+++ Selection
We opted to use an extra MCU, and all the hardware that comes with it, to have more processing power for all the tasks that must be done. The DDS uses a lot of it since the PWM is always running and its ISR is called very frequently. Also, since two completely independent sine waves have to be generated, the ISR takes a long time to complete, leaving not much time between one routine and the next to perform the rest of the program. Since the other timing procedures such as the delay time, the motor control and the distance sensing require some accuracy, putting them all together on the same MCU might cause some ISR to not be attended, or take too much time to attend others, which could cause the whole system to misbehave.
Another tradeoff was to choose a cheaper and simpler ultrasonic sensor, which required software distance calculation, instead of a better, more expensive one with an integrated circuit that would give us the distance already calculated and ready to use. We came to the conclusion that the few dollars saved were not worth the trouble of designing and debugging the sensing program, which showed to be the cause of a lot of issues.

## Program/Hardware Design

### PROGRAM DETAILS

This project was conceived since the begining to use 2 separate MCUs, in this section we will talk separately about each MCU software design

#### SOUND GENERATION MCU:

In the Sound Generation MCU routine, the Timer 0 is configured to run at full speed in Fast PWM mode. Every time the ISR for this timer is called and the outputs are enabled OCR0A and/or OCR0B values are updated according to a sine table generated in the initialization of the program. For the intensity variations a multiplication for a floating point value would be needed. This would cause the ISR to be so long that a lot of routines would be lost, resulting in a much lower frequency output due to lack of OCR0A/B updates. To solve this, other sine tables are created during initialization, each one multiplied by a gain value corresponding to a previously defined set of possible angles to simulate. This same method was used to create predefined values of time delay, audio intensity and DDS increments, thus saving a lot of processing time on the ISRs. The tables are indexed at runtime by variables that define the angle of the sound source location, the volume of the audio, the distance of the obstacle, etc.
Timer 2 was set to run with a 256 prescaler, because it was thought that a timing of the order of hundreds of microseconds was needed for the duration of the beeps. After some testing it was decided that shorter beeps provided a better results, but the prescaler was not changed. We had then a precision of 16 microseconds and a range of approximately 1 second. This turned out to be more than enough time for this application and gave us a satisfactory precision on time delay timing.
++++++
+++ Records supplied
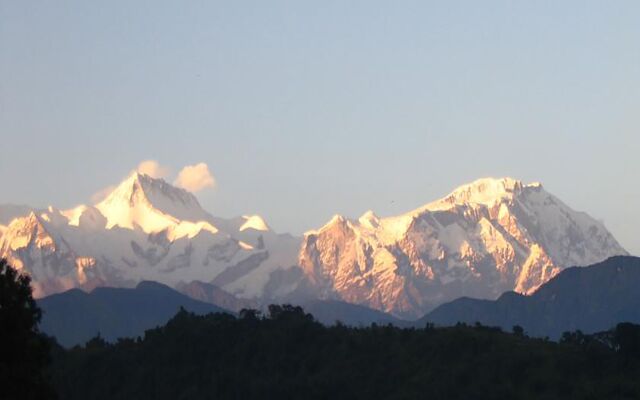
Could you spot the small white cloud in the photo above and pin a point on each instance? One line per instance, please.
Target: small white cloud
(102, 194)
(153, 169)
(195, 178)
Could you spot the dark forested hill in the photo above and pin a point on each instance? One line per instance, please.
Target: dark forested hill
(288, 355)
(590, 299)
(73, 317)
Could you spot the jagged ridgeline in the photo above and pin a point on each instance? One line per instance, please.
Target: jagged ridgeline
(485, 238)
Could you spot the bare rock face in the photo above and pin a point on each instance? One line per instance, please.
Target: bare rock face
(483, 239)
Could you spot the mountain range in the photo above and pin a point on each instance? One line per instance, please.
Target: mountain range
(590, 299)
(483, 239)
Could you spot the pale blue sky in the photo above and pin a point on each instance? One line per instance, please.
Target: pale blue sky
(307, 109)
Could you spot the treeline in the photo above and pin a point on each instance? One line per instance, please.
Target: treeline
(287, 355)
++++++
+++ Records supplied
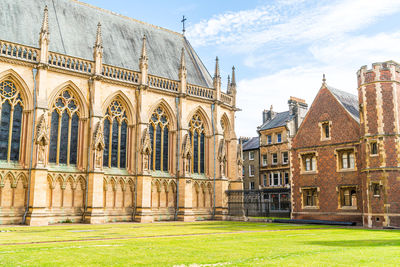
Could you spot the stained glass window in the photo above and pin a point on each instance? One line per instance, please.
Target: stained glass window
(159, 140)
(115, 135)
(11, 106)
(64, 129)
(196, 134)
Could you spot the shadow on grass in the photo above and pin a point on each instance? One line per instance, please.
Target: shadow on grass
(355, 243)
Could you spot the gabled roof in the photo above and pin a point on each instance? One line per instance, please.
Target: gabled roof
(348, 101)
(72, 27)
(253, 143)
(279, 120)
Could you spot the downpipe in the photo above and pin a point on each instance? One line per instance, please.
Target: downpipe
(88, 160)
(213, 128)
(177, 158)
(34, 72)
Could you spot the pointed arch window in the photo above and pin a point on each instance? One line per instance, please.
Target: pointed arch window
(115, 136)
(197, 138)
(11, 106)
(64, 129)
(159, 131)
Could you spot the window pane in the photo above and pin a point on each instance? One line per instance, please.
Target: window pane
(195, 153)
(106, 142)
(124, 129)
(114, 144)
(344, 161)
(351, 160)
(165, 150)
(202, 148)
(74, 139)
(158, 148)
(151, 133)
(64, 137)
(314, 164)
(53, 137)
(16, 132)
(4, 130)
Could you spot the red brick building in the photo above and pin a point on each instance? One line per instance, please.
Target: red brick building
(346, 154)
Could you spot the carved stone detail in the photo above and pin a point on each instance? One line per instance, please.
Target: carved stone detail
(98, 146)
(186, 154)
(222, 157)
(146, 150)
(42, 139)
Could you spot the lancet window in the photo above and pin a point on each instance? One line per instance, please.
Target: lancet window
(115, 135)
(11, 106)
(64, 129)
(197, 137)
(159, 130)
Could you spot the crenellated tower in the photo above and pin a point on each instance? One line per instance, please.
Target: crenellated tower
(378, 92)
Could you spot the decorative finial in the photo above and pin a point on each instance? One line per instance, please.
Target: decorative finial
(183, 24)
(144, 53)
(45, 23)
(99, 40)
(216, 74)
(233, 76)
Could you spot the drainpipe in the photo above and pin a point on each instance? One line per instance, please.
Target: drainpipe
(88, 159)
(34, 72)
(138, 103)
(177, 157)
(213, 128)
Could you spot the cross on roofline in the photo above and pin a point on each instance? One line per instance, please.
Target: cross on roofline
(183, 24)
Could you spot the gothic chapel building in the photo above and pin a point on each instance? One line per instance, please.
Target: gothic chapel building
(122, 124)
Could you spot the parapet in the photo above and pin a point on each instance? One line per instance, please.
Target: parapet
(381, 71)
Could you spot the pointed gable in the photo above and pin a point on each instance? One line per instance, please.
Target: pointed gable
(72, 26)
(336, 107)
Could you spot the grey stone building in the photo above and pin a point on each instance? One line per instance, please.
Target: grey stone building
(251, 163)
++++++
#### Set tasks:
A) List each line of the records that contains the word "grey".
B) Extend the project write-up on the two-microcontroller sound generation design, picking up after its final sentence.
The text and the records are unrelated and should be treated as separate material.

#### Answer list:
A)
Could you spot the grey stone building in the photo above and pin a point on each instance? One line per instance, please.
Target: grey stone building

B)
During main, a loop continuously reads the serial port, waiting for a sequence that consists of:
• \$: A start character;
• alphaL: index of time delay and intensity for the left channel;
• alphaR: index of time delay and intensity for the right channel;
• v: index of the overall intensity to be used on both channels;
Once this sequence is received, these values are stored in temporary
variables. These variables are then used by Timer 2 ISR to update the real ones on the intervals between beeps. Below are the details of Timer 2 ISR State Machine

Figure 4: Timer 2 ISR State Machine

What triggers a change of state on this state machine is the call of the Timer 2 ISR. Every the timer finishes counting something the machine will change states. What the timer will actually be counting and what tasks the ISR is going to perform depends on the state itself.

State OFFTIME:
This is the state the machine is on when no beep is playing. It’s the interval between beeps. When the Timer 2 finishes counting this interval the ISR is called and the first thing it does is update the index variables, getting the values from the temporary ones and moving to the ones that will be used by the DDS and the other states of this machine. That being done, the ISR will check for the angle that has to be generated by the sound. If the angle is zero it turns on both audio channels at the same time and then updates the Top value of the timer with the one corresponding to the duration of the beep and the state changes to ONTIME. If the angle is not zero it will instead turn only one of the audio channels and set the Top value of the counter with the necessary delay for the desired angle, and will change the state to DELAYON
State DELAYON:
When the timer finishes counting the time delay the ISR will turn on the other audio channel, update the Top value with the duration of the beep and change the state to ONTIME.
State ONTIME:
Once the duration is met, it is time to turn the audio off. The ISR will first check if the angle is zero. If it is, both channels will be turned off and the Top value will be updated with the interval between beeps. The state is then changed to OFFTIME. If the angle is not zero only one channel will be turned off, and the Top value will be updated with the delay between channels instead. The state will in this case change to DELAYOFF.
State DELAYOFF:
When the timer finishes counting the time delay the ISR will turn off the other audio channel, update the Top value with the duration of the interval and change the state to OFFTIME.

The serial communication was by far the most difficult part. While the DDS, state machine and timing were pretty straightforward since we had already had some experience with it, serial communication between two MCUs turned out to be not that simple. We had a lot of issues especially on the receive side, which would not recognize the characters sent by the sensing MCU. It took us hours to realize that it wasn’t working because the getchar implementation of the uart.c program we were using (the one available at the ECE 4760 webpage) was focused on communication with a computer, expecting a line feed to finish reading the buffer. We were not sending this linefeed, so the program would never stop reading it. We started sending a linefeed then, and it worked for a while, but after some time it gave us more problems and we couldn’t figure out what was wrong. So, we decided to use a different implementation of getchar, and it worked at first try.

#### SENSING MCU

As stated before the sensing MCU was divided into 2 modules other than the main execution, which are servo_controller and ultrasound_controller.
Main_loop:
The main loop initializes the other modules and works by looping through an array of angles. In each loop it sets the servo to position, measures the distance, sends output to the sound generating mcu for each angle in ascending order, then each angle in descending order (not repeating the extremities). The expected behavior of this should be that the measuring and servo rotation should take the same amount of time for each angle, and use a delay between readings to regulate the time spent in each angle.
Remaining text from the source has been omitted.